JOB A:
Answer these questions about the Kostas Bakoyannis text below, one answer per line, marked (i), (ii), (iii):
(i) In which elections was he elected Regional governor of Central Greece?
(ii) Which university awarded him a Master of Public Administration?
(iii) In which town did he run for mayor in August 2010?

[[ GIVEN TEXT open ]]

Kostas Bakoyannis (; born 16 March 1978) is a Greek politician. Having served as mayor of the town of Karpenisi, he was popularly elected Regional governor of Central Greece in the 2014 local elections. In June 2019, he was elected as the new Mayor of Athens starting from 1 September 2019.

Early life and education
Born 1978 in Athens to New Democracy politicians Dora and Pavlos Bakoyannis, Kostas Bakoyannis lost his father Pavlos in 1989, when he was assassinated by the leftist terrorist group,  Revolutionary Organization 17 November. He studied history and International Relations at Brown University and graduated from Harvard with a Master of Public Administration. He holds a PhD thesis at St Antony's College, Oxford, in the field of Political Science and International Relations. 
He speaks English and German. Kostas Bakoyannis’ articles are often published in the Greek and foreign press.

His uncle is the current Greek Prime Minister Kyriakos Mitsotakis, and his maternal grandfather was the former prime minister Konstantinos Mitsotakis.

Career

Mayor of Karpenisi
In August 2010, Bakoyannis announced to run for mayoral office as an independent candidate in the small town of Karpenisi in Evrytania, where his father had originally come from. New Democracy decided not to challenge Bakoyannis with a candidate of its own, though the party had expelled his mother Dora in May for voting in favor of the austerity measures proposed by the Papandreou government.

[[ GIVEN TEXT closed ]]
[[ DATASET RECORDS open ]]

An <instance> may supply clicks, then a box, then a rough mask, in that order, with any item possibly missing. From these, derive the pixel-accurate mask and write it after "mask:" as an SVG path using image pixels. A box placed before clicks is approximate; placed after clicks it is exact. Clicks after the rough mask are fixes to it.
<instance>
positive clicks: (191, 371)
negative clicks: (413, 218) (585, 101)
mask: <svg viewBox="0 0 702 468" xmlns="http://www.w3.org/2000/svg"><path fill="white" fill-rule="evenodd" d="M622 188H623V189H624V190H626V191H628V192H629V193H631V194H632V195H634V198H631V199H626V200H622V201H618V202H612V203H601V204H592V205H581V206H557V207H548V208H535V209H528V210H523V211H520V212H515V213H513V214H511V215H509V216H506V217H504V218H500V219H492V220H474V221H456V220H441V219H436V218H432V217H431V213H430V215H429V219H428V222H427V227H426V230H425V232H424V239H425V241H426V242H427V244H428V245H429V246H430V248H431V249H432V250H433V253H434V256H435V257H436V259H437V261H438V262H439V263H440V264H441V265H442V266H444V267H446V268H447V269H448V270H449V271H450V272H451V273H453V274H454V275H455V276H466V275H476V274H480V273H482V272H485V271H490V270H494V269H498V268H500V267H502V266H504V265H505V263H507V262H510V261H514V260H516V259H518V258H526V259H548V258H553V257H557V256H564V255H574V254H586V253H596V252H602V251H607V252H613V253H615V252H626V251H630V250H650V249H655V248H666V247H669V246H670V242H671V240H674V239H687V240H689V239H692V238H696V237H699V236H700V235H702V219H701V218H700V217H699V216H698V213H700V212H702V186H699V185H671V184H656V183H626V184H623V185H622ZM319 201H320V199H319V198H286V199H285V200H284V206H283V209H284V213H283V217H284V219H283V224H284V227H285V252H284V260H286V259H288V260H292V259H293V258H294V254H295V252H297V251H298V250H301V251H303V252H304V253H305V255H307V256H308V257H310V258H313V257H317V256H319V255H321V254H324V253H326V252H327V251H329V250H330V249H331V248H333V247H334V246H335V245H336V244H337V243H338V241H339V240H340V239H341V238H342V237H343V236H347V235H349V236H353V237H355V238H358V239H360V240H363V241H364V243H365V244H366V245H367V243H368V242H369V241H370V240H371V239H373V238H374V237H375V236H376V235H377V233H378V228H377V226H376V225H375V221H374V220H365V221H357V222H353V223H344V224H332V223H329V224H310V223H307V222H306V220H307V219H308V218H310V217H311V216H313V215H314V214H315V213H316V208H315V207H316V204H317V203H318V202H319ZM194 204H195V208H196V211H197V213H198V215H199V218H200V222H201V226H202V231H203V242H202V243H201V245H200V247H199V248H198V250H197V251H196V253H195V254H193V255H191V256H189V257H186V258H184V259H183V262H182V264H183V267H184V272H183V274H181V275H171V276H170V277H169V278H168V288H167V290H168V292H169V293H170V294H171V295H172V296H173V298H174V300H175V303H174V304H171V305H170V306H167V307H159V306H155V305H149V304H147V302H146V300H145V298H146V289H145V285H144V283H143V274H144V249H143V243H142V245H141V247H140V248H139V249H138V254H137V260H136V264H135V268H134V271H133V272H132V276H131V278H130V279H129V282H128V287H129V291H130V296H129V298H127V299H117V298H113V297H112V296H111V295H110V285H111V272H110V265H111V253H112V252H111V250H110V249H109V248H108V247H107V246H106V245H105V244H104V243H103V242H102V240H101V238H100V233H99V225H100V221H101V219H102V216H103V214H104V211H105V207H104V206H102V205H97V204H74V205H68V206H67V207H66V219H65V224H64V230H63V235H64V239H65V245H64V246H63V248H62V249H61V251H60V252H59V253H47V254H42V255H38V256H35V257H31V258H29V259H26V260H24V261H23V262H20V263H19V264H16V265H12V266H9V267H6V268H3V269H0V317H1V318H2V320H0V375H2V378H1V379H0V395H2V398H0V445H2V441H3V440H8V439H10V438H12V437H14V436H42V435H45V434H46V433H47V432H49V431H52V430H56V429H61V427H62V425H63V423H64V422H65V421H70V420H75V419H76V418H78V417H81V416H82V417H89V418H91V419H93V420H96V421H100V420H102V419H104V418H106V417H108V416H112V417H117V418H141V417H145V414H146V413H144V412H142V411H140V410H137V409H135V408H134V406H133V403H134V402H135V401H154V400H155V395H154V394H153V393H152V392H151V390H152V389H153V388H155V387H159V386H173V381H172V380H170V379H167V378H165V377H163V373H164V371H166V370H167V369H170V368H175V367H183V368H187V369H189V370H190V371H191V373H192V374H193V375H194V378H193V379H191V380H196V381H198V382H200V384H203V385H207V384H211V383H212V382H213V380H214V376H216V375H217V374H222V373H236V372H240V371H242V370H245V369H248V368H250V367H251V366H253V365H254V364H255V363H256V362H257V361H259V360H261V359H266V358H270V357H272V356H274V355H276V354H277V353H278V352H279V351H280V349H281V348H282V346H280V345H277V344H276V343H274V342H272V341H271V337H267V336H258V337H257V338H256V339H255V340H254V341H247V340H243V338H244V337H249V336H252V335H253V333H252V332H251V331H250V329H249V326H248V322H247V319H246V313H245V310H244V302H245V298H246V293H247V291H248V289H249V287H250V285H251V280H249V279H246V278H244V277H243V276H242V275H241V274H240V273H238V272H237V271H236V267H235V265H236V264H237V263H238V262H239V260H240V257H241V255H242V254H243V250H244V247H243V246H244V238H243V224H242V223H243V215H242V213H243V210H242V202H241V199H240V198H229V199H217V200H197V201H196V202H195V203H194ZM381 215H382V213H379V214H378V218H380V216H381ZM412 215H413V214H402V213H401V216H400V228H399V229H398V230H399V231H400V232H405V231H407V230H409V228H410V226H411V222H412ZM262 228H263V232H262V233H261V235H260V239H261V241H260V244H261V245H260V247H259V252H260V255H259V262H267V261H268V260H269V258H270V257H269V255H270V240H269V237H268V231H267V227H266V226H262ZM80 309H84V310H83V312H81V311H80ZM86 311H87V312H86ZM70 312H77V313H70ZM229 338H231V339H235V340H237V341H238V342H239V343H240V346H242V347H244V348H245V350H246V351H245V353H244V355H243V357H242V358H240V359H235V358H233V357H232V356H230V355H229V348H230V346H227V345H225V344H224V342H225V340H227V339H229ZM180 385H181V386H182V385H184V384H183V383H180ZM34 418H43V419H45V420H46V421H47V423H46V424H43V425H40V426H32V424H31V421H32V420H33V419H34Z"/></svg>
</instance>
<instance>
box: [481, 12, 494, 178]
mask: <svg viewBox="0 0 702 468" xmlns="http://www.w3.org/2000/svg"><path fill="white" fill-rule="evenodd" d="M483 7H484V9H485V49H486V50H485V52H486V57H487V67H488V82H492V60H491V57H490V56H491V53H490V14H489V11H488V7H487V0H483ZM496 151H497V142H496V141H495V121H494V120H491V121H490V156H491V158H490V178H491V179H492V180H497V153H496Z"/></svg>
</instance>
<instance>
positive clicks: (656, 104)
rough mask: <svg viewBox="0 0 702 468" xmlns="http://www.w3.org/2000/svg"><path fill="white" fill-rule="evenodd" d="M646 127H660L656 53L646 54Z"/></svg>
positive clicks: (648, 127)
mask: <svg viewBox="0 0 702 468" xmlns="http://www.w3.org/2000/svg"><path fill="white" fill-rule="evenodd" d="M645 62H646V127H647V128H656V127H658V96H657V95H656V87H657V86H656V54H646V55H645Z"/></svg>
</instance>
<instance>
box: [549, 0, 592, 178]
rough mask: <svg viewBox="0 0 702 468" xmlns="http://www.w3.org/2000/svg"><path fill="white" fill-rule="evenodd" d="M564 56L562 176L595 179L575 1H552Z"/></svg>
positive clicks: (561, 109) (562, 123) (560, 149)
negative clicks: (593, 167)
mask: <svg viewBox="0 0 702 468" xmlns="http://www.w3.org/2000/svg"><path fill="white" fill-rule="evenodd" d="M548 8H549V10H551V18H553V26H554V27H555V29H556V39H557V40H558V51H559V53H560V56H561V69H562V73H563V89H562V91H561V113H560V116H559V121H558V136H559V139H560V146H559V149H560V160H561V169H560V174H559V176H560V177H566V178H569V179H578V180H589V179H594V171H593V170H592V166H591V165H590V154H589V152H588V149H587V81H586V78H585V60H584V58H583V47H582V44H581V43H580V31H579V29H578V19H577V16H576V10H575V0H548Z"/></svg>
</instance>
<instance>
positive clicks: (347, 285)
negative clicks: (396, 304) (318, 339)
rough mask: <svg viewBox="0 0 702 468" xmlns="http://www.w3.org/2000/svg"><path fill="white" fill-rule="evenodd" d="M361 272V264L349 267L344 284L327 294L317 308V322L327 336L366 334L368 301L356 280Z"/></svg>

[[ DATASET RECORDS closed ]]

JOB B: In the records above, copy the lines from the first line of the records through the line containing "negative clicks: (413, 218) (585, 101)", leaving every character unchanged.

REPLY A:
(i) The 2014 local elections
(ii) Harvard
(iii) Karpenisi, in Evrytania

REPLY B:
An <instance> may supply clicks, then a box, then a rough mask, in that order, with any item possibly missing. From these, derive the pixel-accurate mask and write it after "mask:" as an SVG path using image pixels. A box placed before clicks is approximate; placed after clicks it is exact. Clicks after the rough mask are fixes to it.
<instance>
positive clicks: (191, 371)
negative clicks: (413, 218) (585, 101)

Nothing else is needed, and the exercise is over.